Records from a point-labeling set |

==*==

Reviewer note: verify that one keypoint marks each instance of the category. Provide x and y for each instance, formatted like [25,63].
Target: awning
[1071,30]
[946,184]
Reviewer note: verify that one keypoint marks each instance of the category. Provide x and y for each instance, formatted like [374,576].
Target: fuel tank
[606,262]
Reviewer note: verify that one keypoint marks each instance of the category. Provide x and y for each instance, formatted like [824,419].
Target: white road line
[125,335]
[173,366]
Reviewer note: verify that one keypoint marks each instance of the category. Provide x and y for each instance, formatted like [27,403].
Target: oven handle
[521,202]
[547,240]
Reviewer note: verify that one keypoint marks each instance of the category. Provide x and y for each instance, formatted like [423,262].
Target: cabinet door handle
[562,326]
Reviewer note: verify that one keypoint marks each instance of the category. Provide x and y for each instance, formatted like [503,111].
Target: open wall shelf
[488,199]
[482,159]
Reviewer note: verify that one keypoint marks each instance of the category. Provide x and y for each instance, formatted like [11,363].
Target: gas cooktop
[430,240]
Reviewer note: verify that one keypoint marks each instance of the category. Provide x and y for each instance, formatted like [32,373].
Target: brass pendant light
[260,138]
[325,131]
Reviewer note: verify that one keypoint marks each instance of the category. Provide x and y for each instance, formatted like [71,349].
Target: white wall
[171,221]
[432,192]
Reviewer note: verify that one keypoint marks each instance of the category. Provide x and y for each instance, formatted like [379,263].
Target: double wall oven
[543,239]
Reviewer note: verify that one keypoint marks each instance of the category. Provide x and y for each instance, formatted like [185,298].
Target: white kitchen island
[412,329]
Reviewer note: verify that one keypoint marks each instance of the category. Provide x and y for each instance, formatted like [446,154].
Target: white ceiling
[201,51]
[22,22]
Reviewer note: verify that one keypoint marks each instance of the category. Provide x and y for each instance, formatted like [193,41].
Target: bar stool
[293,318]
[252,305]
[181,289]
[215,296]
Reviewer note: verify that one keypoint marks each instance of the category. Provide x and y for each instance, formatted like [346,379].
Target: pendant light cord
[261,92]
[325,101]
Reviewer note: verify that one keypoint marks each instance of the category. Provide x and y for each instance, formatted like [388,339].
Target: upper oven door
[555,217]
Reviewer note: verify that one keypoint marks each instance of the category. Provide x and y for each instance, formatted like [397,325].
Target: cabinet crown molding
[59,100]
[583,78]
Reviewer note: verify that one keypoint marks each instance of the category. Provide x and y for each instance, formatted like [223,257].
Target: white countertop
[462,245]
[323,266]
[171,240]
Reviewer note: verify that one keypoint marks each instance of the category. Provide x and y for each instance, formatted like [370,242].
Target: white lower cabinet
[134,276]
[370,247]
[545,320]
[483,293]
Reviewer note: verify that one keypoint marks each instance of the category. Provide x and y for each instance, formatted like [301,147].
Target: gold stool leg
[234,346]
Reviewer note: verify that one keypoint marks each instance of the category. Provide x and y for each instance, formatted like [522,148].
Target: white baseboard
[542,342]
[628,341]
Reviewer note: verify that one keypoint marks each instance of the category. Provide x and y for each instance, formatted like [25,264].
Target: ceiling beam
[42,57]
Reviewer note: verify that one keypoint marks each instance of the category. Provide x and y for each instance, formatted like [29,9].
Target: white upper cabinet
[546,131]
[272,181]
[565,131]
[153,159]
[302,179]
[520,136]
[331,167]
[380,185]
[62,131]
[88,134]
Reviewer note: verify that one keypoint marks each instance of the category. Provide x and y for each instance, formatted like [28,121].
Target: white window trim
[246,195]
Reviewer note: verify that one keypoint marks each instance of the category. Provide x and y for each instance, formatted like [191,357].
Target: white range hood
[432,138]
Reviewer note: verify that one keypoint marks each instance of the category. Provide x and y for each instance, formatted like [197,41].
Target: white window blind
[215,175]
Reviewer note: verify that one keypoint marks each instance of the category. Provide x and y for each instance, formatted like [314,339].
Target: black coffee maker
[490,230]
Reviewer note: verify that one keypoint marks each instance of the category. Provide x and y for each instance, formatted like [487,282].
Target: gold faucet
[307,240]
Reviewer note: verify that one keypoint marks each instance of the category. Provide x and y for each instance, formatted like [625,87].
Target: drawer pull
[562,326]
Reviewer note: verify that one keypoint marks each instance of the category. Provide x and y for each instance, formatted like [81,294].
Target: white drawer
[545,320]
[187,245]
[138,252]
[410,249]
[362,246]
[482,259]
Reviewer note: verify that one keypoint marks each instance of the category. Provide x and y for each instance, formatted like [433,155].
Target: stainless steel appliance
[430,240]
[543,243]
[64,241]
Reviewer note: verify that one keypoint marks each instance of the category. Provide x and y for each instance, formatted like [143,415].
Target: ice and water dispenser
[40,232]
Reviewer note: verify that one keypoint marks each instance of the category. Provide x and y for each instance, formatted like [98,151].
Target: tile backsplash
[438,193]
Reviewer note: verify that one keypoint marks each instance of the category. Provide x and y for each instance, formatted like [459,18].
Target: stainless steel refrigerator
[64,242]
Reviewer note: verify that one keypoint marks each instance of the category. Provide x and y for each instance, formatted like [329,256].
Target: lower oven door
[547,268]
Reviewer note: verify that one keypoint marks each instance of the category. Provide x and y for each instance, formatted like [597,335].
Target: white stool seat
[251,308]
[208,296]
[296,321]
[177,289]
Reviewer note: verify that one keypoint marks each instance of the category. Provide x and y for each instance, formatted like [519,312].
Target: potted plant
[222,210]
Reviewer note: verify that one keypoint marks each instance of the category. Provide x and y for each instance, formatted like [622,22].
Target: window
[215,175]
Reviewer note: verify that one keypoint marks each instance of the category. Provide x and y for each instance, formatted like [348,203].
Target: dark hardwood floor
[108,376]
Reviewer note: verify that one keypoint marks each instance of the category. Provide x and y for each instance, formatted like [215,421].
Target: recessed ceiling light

==*==

Rewrite the records above with every occurrence of "Reviewer note" swapped for "Annotator note". Keep everything else unchanged.

RESPONSE TO THIS EXERCISE |
Annotator note: verify that one keypoint marks each instance of the category. Provide x and y for each instance, formatted like [25,63].
Target: awning
[1071,30]
[946,184]
Annotator note: verify that one keypoint marks each instance of the category. Provide x and y for each instance, formatted like [374,576].
Target: fuel tank
[606,262]
Annotator note: verify that one keypoint marks each instance of the category. Provide x and y for each instance, formatted like [824,419].
Target: white road line
[125,335]
[173,366]
Annotator note: verify that one keypoint marks each instance of the category. Provide x and y for each instance, formatted like [27,403].
Target: oven handle
[521,202]
[547,240]
Annotator note: verify that one keypoint marks each instance of the category. Provide x and y for each instance, formatted like [423,262].
Target: cabinet door handle
[562,326]
Annotator note: verify that one keypoint marks each instance of the category. Provide x and y for each instance, formatted like [503,111].
Target: open wall shelf
[488,199]
[482,159]
Annotator note: verify that one keypoint marks each instance of the category. Provide x and y for each instance, formatted like [11,363].
Target: gas cooktop
[430,240]
Annotator note: verify that one keypoint marks each instance of the category. Provide x and y for each instance, formatted like [32,373].
Target: brass pendant light
[260,138]
[325,131]
Annotator note: verify that one keypoint marks each instance of the category. Provide x and y for each instance, formatted like [71,349].
Target: white wall
[171,221]
[432,192]
Annotator note: verify that one keypoint marks each instance of the category. Provide x and y for each instance, formatted like [379,263].
Target: double wall oven
[543,239]
Annotator note: verify that one keypoint marks each instance of the category. Provide x and y for each instance, formatted like [185,298].
Target: white kitchen island
[412,329]
Annotator note: verify that one keypoint marks each instance of the category. Provide x and y for each instance, formatted like [446,154].
Target: white ceiling
[201,51]
[22,22]
Annotator note: verify that one keypoint marks each instance of the category. Provide x and y for each instance, formatted like [193,41].
Target: bar stool
[293,318]
[252,305]
[181,289]
[215,296]
Annotator note: verify that one keypoint marks each instance of the category. Provide x and y for each instance, formatted like [346,379].
Target: pendant light cord
[261,92]
[325,101]
Annotator note: verify that one keypoint marks each instance of the category. Provide x and y for each instance, formatted like [388,339].
Target: upper oven door
[555,217]
Annotator note: verify that one keypoint marks each instance of the category. Provide x and y for each instance, formatted like [397,325].
Target: cabinet crown molding
[59,100]
[583,78]
Annotator note: verify that one keypoint marks each instance of the category. Provide x and y for each instance, formatted like [223,257].
Target: white countertop
[462,245]
[323,266]
[171,240]
Annotator note: verify that one keypoint marks each instance of the category. Provide x and y for each instance, formatted like [370,242].
Target: white lower cabinet
[134,276]
[370,247]
[545,320]
[483,293]
Annotator note: verify that one keypoint marks each instance of the category. Provide x and y for each instance, formatted like [301,147].
Target: gold stool leg
[234,346]
Annotator note: verify that one keypoint marks each instance of the category. Provide x and y for each instance, formatted like [522,148].
Target: white baseboard
[542,342]
[628,341]
Annotator note: verify that one keypoint marks each instance of the category. Provide x and y for each instance, formatted like [25,264].
Target: ceiling beam
[42,57]
Annotator note: verify that one keypoint marks each instance of the category. Provide x and y for each instance, formatted like [29,9].
Target: white upper cabinet
[546,131]
[272,181]
[565,131]
[153,159]
[302,179]
[520,136]
[331,167]
[380,185]
[62,131]
[88,134]
Annotator note: verify that one keypoint marks each instance of the category. Provide x and y for each instance, formatted like [28,121].
Target: white window trim
[246,195]
Annotator note: verify that one keypoint marks each instance of the category. Provide x and y for each instance, formatted like [191,357].
Target: white range hood
[432,138]
Annotator note: verify that one keypoint marks each instance of the category. Provide x and y for each instance, formatted like [197,41].
Target: white window blind
[215,175]
Annotator note: verify that one keypoint marks each instance of the category. Provide x and y for each instance, formatted like [314,339].
Target: black coffee maker
[490,230]
Annotator note: verify that one keypoint marks each instance of the category. Provide x and y for each instance, formatted like [487,282].
Target: gold faucet
[307,240]
Annotator note: verify that one keypoint marks each instance of the category. Provide x and y for each instance, formatted like [625,87].
Target: drawer pull
[562,326]
Annotator note: verify that one keypoint marks each instance of the category. Provide x and y for each instance, formatted like [81,294].
Target: white drawer
[545,320]
[187,245]
[138,252]
[410,249]
[362,246]
[482,259]
Annotator note: verify that one keypoint marks each instance of the category. Provide x and y for each instance, formatted like [433,155].
Target: stainless steel appliance
[430,240]
[543,243]
[64,241]
Annotator note: verify that one keypoint marks each instance of the category. Provide x and y for each instance, formatted like [143,415].
Target: ice and water dispenser
[40,232]
Annotator note: verify that one keypoint marks each instance of the category. Provide x and y for each instance, formatted like [98,151].
Target: tile backsplash
[438,193]
Annotator note: verify that one keypoint marks each instance of the category. Provide x and y for each instance, formatted like [459,18].
Target: stainless steel refrigerator
[64,242]
Annotator note: verify that one keypoint marks each instance of the category. Provide x and y for each instance, formatted like [329,256].
Target: lower oven door
[547,268]
Annotator note: verify that one keypoint marks each instance of the category. Provide x and y for each instance, formatted like [597,335].
Target: white stool seat
[251,308]
[208,296]
[296,321]
[177,289]
Annotator note: verify that one keypoint marks each instance of the category. Provide x and y for each instance, formatted like [519,312].
Target: potted plant
[222,210]
Annotator note: verify that one keypoint marks each instance of the category. Provide x and y for each instance, formatted like [622,22].
Target: window
[215,175]
Annotator note: verify that one keypoint marks each instance of the category. Provide x and y for each instance, formatted like [348,203].
Target: dark hardwood floor
[108,376]
Annotator note: verify that one keypoint marks each instance of the category. Provide x and y for each instance, formatted like [215,421].
Target: recessed ceiling light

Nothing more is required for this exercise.